_Brano scelto_.
Dunque la musica è il linguaggio della volontà e stimola la fantasia a rappresentare quel mondo con un esempio analogo, sotto forma di immagine e concetto che a loro volta sono potenziati da un musica rispondente.


L’arte dionisiaca suole dunque esplicare effetti di due specie sulla facoltà artistica apollinea: la musica spinge all’intuizione simbolica dell’universalità dionisiaca, e in secondo luogo fa risaltare l’immagine simbolica in una suprema significazione […] Da questi fatti io deduco l’attitudine della musica a generare il mito, cioè l’esempio più significativo, e precisamente il mito tragico: il mito che parla per simboli della conoscenza dionisiaca.


Non si può far derivare il tragico dall’essenza dell’arte comunemente intesa, cioè secondo la categoria di bella parvenza, ma piuttosto dallo spirito della musica, grazie a cui solamente si può comprendere la gioia per l’annientamento dell’individuo. Infatti a fronte di ogni singolo esempio di annientamento noi scorgiamo l’eternità e immutabilità della vita nonostante ogni annientamento e ogni apparenza.

_Istruzioni_.
a) Riporta ogni riga delle voci che contiene la stringa "child", tenendo conto di maiuscole e minuscole.
b) Scrivi il seguito del brano sulla musica e l'origine del tragico, partendo subito dopo la sua ultima frase.

_Voci di dati estratte_.
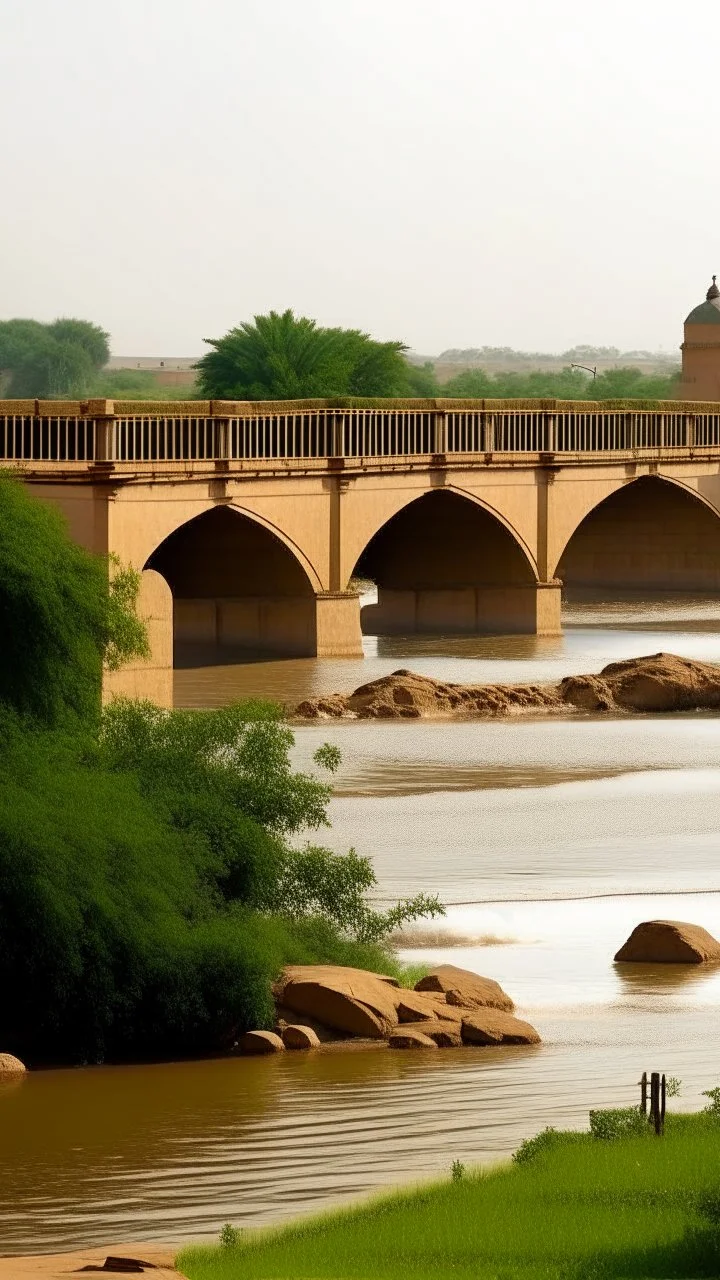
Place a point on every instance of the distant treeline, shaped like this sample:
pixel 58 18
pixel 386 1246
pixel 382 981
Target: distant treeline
pixel 283 356
pixel 624 383
pixel 582 353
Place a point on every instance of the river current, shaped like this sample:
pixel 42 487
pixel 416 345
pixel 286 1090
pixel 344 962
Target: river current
pixel 547 839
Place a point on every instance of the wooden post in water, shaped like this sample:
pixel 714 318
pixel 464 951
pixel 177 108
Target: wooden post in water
pixel 655 1101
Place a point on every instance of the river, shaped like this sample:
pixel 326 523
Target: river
pixel 548 839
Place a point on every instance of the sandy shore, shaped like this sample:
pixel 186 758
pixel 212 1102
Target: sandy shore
pixel 661 682
pixel 58 1266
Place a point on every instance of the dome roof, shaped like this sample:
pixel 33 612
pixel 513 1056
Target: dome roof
pixel 707 311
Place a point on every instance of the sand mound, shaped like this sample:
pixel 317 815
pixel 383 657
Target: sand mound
pixel 669 942
pixel 661 682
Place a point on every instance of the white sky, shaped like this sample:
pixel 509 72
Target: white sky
pixel 450 173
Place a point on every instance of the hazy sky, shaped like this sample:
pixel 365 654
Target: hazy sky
pixel 451 173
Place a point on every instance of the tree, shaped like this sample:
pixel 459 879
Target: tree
pixel 291 357
pixel 82 333
pixel 51 360
pixel 59 615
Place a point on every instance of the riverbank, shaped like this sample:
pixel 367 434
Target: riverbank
pixel 660 682
pixel 58 1266
pixel 577 1206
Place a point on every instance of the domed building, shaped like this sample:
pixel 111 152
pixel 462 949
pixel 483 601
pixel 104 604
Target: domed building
pixel 701 350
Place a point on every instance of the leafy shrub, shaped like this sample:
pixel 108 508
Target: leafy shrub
pixel 714 1105
pixel 610 1124
pixel 543 1142
pixel 149 892
pixel 59 616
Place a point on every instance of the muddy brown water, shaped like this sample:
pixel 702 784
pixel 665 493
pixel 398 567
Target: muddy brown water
pixel 554 836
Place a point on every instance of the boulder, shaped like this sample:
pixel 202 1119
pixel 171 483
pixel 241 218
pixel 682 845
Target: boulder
pixel 669 942
pixel 10 1065
pixel 445 1034
pixel 300 1037
pixel 662 682
pixel 465 990
pixel 410 1038
pixel 260 1042
pixel 495 1027
pixel 346 1000
pixel 417 1005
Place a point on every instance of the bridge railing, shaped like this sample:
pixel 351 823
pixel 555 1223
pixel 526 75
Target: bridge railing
pixel 99 432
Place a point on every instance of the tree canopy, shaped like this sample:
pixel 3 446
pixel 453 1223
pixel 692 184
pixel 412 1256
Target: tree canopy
pixel 292 357
pixel 53 360
pixel 60 616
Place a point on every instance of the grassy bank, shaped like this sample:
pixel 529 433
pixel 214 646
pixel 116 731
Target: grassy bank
pixel 579 1208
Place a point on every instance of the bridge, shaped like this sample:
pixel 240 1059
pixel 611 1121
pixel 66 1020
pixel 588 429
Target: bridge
pixel 253 521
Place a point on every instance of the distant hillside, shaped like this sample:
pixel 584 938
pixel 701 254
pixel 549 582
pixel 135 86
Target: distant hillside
pixel 504 360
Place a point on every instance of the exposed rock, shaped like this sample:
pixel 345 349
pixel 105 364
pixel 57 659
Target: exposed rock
pixel 406 695
pixel 10 1065
pixel 410 1038
pixel 260 1042
pixel 465 988
pixel 660 682
pixel 587 693
pixel 415 1005
pixel 347 1000
pixel 664 682
pixel 445 1034
pixel 493 1027
pixel 669 942
pixel 300 1037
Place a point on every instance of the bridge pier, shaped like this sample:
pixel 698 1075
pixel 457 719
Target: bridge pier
pixel 531 608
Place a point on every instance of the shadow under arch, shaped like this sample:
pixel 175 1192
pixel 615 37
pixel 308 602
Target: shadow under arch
pixel 236 586
pixel 445 565
pixel 651 535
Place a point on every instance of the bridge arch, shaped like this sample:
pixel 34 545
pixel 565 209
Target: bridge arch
pixel 446 563
pixel 237 583
pixel 650 534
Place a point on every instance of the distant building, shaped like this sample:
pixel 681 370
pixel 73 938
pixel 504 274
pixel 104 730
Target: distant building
pixel 701 350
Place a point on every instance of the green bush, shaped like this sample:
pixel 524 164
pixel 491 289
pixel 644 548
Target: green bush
pixel 149 888
pixel 610 1123
pixel 59 615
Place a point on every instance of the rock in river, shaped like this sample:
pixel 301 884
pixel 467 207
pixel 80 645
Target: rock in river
pixel 669 942
pixel 300 1037
pixel 346 1000
pixel 260 1042
pixel 465 988
pixel 410 1038
pixel 10 1065
pixel 493 1027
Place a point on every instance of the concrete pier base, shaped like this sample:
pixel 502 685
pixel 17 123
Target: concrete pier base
pixel 304 626
pixel 337 625
pixel 527 609
pixel 153 679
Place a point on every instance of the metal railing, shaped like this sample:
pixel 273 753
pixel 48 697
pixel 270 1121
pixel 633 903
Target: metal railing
pixel 103 433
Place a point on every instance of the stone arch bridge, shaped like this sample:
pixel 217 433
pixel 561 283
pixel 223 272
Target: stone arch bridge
pixel 251 521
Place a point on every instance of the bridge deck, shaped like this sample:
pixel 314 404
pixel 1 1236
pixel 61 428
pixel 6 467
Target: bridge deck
pixel 76 435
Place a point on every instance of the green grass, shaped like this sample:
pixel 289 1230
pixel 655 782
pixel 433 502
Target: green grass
pixel 579 1208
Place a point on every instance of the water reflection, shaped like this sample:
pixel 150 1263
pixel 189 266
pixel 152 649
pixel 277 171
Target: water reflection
pixel 666 979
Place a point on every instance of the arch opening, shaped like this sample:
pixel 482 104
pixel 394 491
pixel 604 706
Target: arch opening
pixel 236 588
pixel 650 536
pixel 446 566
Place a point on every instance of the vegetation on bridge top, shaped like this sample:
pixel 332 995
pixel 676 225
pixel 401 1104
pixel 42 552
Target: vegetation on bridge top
pixel 258 408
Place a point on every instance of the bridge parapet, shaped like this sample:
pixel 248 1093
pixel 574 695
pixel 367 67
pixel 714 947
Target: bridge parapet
pixel 105 433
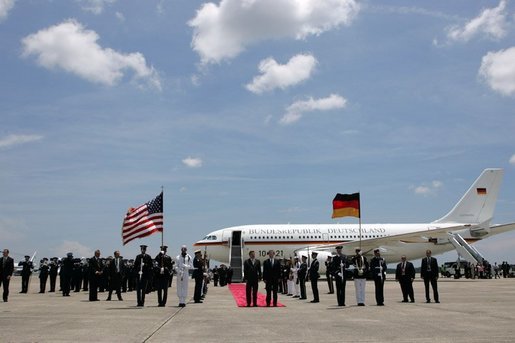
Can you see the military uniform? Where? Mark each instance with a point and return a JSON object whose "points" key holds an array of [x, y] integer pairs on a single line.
{"points": [[339, 271], [184, 264], [26, 272], [164, 265], [378, 268], [143, 268]]}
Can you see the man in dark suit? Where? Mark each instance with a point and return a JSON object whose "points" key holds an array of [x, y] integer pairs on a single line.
{"points": [[271, 276], [198, 276], [429, 272], [164, 263], [314, 276], [6, 272], [338, 269], [115, 270], [96, 268], [252, 274], [378, 268], [405, 274], [143, 268], [26, 272], [302, 274]]}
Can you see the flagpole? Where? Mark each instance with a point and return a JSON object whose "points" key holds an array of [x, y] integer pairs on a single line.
{"points": [[163, 229], [359, 210]]}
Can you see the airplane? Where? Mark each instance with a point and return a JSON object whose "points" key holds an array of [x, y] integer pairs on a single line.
{"points": [[466, 223]]}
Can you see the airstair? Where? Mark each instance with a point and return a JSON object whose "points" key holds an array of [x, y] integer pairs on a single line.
{"points": [[465, 250]]}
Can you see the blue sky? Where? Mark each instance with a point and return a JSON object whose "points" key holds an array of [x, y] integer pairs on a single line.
{"points": [[246, 112]]}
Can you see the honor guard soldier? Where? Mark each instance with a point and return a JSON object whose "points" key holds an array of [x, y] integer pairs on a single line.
{"points": [[184, 264], [339, 270], [313, 276], [405, 274], [66, 274], [116, 270], [198, 276], [26, 272], [52, 272], [164, 264], [251, 276], [360, 276], [302, 274], [143, 268], [6, 272], [378, 268], [96, 268], [43, 274], [429, 272], [271, 277]]}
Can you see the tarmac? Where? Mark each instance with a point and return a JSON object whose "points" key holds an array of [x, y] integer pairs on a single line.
{"points": [[469, 311]]}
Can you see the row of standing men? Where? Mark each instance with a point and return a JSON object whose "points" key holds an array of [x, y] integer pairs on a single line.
{"points": [[339, 269]]}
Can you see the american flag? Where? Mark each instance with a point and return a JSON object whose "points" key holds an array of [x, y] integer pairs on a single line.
{"points": [[144, 220]]}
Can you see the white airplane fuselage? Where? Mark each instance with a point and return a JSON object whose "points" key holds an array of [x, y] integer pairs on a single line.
{"points": [[290, 240]]}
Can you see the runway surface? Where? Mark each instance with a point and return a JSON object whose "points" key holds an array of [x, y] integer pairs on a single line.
{"points": [[470, 311]]}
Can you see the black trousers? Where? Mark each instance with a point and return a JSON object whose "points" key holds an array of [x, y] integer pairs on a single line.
{"points": [[141, 289], [340, 290], [53, 278], [314, 288], [115, 285], [379, 285], [198, 288], [251, 289], [434, 285], [271, 291], [302, 283], [407, 289], [93, 288], [42, 283], [162, 289], [25, 283], [5, 285]]}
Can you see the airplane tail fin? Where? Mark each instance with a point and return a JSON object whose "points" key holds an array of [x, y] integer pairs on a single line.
{"points": [[478, 203]]}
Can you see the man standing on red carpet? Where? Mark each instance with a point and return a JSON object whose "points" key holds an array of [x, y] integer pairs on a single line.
{"points": [[251, 275], [271, 276]]}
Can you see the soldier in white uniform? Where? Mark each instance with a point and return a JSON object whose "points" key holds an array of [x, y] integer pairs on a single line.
{"points": [[184, 263]]}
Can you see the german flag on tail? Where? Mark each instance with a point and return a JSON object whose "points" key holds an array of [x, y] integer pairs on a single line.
{"points": [[346, 205]]}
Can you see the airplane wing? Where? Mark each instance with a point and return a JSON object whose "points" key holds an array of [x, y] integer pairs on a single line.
{"points": [[368, 245], [502, 228]]}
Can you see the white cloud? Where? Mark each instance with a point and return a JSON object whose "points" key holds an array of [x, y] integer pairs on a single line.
{"points": [[5, 7], [192, 162], [95, 6], [498, 70], [71, 47], [274, 75], [294, 111], [74, 247], [223, 31], [427, 189], [491, 23], [11, 140]]}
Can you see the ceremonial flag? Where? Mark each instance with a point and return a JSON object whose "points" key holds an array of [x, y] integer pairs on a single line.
{"points": [[144, 220], [346, 205]]}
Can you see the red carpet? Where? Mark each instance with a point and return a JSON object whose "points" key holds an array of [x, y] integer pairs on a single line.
{"points": [[239, 294]]}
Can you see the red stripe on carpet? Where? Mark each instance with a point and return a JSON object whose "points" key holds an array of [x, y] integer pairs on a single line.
{"points": [[238, 291]]}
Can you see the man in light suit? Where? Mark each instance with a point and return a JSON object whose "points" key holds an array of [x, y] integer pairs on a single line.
{"points": [[6, 272], [252, 274], [429, 272], [405, 274], [271, 276], [116, 270]]}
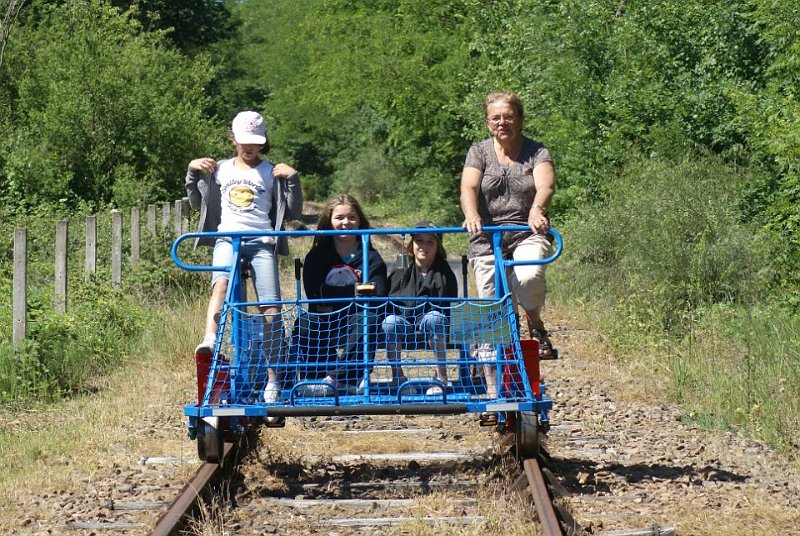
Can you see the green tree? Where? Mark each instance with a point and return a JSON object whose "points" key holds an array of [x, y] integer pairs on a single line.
{"points": [[99, 110]]}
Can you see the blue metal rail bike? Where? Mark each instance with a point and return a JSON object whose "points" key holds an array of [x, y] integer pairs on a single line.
{"points": [[343, 339]]}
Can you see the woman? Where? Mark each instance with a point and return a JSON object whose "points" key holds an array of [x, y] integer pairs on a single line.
{"points": [[332, 269], [509, 179], [429, 276]]}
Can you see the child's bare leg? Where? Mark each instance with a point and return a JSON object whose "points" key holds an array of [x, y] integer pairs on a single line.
{"points": [[490, 373], [273, 339], [393, 353], [441, 360]]}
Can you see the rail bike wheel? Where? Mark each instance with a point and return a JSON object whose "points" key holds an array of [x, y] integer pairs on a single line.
{"points": [[527, 434], [210, 440]]}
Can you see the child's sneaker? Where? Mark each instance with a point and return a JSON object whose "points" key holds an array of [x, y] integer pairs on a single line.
{"points": [[436, 390], [272, 393], [206, 347], [407, 390]]}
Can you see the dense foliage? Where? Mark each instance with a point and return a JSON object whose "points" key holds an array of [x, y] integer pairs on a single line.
{"points": [[674, 125]]}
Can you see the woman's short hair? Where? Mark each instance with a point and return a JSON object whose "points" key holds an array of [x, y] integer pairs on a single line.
{"points": [[509, 97]]}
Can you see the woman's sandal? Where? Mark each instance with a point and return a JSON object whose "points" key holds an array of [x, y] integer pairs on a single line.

_Risposte_.
a)
Can you see the child's bare leg? Where? Mark each instance with a point and return a JSON object whose "points" key holds an array of [x, y] integer pairs on a single line.
Can you see the child's sneaker? Where? Mark each instance with a point and return a JSON object whose "points" key holds an array of [x, y] integer pairs on a single line.

b)
La gioia metafisica per ciò che è tragico è un traduzione della sapienza dionisiaca istintiva e inconscia nel linguaggio dell’immagine: l’eroe, la più alta apparenza della volontà, viene con nostra gioia negato, perché è comunque apparenza, e la vita eterna della volontà non viene toccata dalla sua distruzione.


Diversamente l’arte plastica usa la bellezza per vincere il dolore, che viene eliminato dalla natura. Nell’arte dionisiaca invece la natura ci parla direttamente:


«Siate come sono io! Nell’incessante mutamento delle apparenze, la madre primigenia, eternamente creatrice, che eternamente costringe all’esistenza, che eternamente ci appaga di questo mutamento dell’apparenza».